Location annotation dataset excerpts

** start **

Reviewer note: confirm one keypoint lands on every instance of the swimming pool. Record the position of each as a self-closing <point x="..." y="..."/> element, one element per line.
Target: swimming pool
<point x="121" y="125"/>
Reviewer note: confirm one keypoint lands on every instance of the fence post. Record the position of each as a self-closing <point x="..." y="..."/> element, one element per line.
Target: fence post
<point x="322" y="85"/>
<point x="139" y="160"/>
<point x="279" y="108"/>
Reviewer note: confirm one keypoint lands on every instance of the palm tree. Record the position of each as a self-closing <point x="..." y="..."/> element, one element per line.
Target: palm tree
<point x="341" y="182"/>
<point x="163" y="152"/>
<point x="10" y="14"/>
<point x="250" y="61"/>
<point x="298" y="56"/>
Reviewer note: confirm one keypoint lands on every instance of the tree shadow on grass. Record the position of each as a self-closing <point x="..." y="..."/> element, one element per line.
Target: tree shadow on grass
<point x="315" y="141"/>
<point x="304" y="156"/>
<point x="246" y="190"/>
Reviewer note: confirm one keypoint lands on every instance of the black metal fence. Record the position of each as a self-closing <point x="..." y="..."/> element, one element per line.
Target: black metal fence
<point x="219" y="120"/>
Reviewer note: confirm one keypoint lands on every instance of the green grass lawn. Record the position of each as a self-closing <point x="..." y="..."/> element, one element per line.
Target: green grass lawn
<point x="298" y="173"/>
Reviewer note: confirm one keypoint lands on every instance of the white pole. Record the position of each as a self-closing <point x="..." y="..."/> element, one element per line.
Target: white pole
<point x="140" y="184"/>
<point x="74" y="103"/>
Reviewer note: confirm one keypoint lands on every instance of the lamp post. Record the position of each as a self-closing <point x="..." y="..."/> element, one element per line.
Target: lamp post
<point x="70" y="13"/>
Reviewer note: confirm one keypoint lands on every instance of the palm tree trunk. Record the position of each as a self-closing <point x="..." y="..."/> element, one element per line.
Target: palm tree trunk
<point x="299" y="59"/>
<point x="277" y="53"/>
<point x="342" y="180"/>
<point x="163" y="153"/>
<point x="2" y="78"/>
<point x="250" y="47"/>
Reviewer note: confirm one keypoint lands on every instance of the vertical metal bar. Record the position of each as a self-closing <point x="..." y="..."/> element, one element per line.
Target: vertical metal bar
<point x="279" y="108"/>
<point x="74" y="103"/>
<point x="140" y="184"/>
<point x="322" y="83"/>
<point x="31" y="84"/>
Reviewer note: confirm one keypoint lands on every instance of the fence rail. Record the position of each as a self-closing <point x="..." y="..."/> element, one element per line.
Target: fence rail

** end **

GOAL »
Rewrite the listing from the line containing "palm tree trunk." through the end of the listing, changing "keypoint" to "marker" and leaving everything else as it is. Reproduce only those lines.

COMPLETED EXERCISE »
Reviewer note: confirm one marker lands on every instance of the palm tree trunk. Record the position of each as a self-closing <point x="..." y="..."/> element, one element per line.
Target: palm tree trunk
<point x="299" y="59"/>
<point x="277" y="53"/>
<point x="342" y="180"/>
<point x="163" y="153"/>
<point x="2" y="78"/>
<point x="250" y="47"/>
Reviewer note: confirm one marker lands on every instance of the vertical metal bar. Record the position of each as a self-closing <point x="..." y="..."/> element, one element per line.
Target: vertical metal bar
<point x="279" y="108"/>
<point x="74" y="103"/>
<point x="140" y="184"/>
<point x="322" y="83"/>
<point x="31" y="84"/>
Reviewer note: confirm one marker lands on every instance of the fence rail. Record the position of each as a self-closing <point x="..." y="..."/> element, one element per line.
Target: fence rail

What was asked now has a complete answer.